## SET EXERCISE
Scale everything from the first line down to the line containing "[(107, 177), (85, 171)]", both included, and write those lines out again with their requests. In the answers, multiply every coordinate by 2 and round to whole numbers, with halves going up.

---- GIVEN RECORDS

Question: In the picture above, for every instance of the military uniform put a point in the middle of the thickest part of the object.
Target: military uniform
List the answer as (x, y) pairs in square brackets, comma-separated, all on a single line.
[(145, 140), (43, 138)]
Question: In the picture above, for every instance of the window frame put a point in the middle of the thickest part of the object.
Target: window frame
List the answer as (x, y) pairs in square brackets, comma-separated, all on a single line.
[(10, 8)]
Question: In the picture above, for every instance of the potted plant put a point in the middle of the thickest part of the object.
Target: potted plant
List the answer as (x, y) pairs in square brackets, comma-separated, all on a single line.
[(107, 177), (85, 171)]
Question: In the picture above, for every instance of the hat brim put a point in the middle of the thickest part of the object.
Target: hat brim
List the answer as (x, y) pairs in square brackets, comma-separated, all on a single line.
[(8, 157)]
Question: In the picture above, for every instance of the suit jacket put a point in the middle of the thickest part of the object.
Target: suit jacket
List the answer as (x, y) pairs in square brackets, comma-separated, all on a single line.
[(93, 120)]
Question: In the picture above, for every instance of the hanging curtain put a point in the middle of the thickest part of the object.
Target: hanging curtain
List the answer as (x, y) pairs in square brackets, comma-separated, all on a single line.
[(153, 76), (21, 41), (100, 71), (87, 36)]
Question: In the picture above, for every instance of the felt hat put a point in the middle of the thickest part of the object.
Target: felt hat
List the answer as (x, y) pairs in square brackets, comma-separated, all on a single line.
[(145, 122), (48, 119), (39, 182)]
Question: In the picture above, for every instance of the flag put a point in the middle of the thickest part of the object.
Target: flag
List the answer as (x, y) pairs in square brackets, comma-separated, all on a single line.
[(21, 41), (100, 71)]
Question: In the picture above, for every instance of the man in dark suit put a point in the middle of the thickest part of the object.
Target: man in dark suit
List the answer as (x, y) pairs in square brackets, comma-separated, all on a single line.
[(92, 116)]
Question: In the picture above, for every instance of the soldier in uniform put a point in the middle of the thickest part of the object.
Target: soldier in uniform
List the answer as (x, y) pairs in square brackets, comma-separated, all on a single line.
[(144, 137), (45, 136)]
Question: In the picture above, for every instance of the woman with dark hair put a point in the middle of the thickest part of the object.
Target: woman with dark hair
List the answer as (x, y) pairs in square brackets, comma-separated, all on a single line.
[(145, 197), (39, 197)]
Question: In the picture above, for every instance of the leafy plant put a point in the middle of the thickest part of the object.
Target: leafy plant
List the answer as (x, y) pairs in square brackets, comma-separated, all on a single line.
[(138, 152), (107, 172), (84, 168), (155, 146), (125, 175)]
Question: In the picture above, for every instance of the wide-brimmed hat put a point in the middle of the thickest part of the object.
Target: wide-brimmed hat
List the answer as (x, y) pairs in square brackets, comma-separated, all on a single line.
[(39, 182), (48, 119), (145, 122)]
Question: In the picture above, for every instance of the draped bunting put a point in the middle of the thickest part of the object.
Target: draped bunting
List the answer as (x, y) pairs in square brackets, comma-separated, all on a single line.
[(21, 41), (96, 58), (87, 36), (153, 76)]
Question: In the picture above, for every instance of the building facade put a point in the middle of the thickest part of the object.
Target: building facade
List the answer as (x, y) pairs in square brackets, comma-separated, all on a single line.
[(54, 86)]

--------

## FINISHED EXERCISE
Question: In the picture above, for every instance of the military uniform put a point in the middle of the thickest part of the object.
Target: military uniform
List the answer as (x, y) pairs in square brackets, comma-separated, all on a single line.
[(290, 280), (86, 276)]
Question: In the picture above, for every instance of the window frame put a point in the middle of the thickest part of the object.
Target: window frame
List the answer as (x, y) pairs in square brackets, comma-separated, all on a single line.
[(20, 16)]
Question: In the picture above, for every instance of the potted plant put a point in the middle of the thickest part of the object.
Target: potted plant
List the answer as (x, y) pairs in square brackets, comma-separated, all on a single line.
[(214, 354), (170, 342)]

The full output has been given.